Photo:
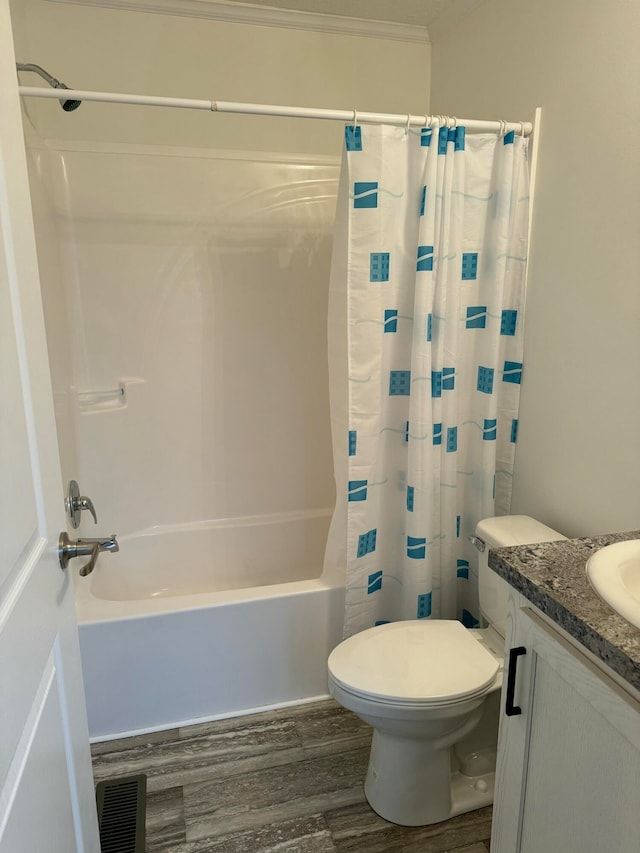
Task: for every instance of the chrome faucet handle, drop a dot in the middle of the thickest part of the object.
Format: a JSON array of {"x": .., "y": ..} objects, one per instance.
[{"x": 75, "y": 503}]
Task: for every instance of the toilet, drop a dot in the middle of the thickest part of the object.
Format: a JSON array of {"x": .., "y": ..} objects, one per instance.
[{"x": 430, "y": 689}]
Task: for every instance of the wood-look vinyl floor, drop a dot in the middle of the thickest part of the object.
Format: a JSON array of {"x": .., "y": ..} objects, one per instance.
[{"x": 289, "y": 781}]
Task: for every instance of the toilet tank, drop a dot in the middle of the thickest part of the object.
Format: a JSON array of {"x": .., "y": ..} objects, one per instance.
[{"x": 503, "y": 532}]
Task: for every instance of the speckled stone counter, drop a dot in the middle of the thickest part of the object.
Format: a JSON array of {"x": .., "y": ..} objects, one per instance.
[{"x": 552, "y": 576}]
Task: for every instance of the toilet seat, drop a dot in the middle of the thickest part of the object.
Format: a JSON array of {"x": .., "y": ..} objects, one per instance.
[{"x": 428, "y": 663}]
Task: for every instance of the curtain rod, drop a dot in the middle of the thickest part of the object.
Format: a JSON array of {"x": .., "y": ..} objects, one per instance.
[{"x": 525, "y": 128}]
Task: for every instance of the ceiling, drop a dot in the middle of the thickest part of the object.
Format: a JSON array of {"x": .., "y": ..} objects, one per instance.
[{"x": 421, "y": 13}]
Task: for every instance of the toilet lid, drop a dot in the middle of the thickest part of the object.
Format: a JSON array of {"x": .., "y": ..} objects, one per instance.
[{"x": 422, "y": 661}]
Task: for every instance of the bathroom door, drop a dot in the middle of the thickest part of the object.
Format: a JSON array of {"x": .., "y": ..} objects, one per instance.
[{"x": 46, "y": 788}]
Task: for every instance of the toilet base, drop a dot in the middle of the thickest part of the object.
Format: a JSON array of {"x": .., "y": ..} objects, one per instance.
[{"x": 411, "y": 784}]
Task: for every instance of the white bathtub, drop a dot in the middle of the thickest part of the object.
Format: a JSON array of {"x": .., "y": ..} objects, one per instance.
[{"x": 207, "y": 620}]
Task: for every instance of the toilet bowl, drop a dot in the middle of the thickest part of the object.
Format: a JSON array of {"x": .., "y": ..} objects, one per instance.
[{"x": 430, "y": 690}]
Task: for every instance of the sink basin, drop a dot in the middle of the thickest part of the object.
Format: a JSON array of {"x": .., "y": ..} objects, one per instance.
[{"x": 614, "y": 573}]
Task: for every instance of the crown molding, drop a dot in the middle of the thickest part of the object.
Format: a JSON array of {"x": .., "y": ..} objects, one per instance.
[{"x": 265, "y": 16}]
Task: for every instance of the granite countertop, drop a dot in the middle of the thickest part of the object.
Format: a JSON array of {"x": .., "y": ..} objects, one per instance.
[{"x": 552, "y": 576}]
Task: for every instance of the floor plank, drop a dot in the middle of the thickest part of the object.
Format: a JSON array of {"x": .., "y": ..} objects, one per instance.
[{"x": 288, "y": 781}]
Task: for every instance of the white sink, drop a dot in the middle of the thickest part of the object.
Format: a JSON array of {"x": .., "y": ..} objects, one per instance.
[{"x": 614, "y": 573}]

Assignment ::
The answer is each line in which the word "floor" occurs, copied from the material above.

Written solution ::
Task: for every instance of the wood-look vinyl floor, drop a dot in the middle of the thickest part of the object.
Task: for every instance of the floor plank, drop a dot in the middle of the thickest part of the object.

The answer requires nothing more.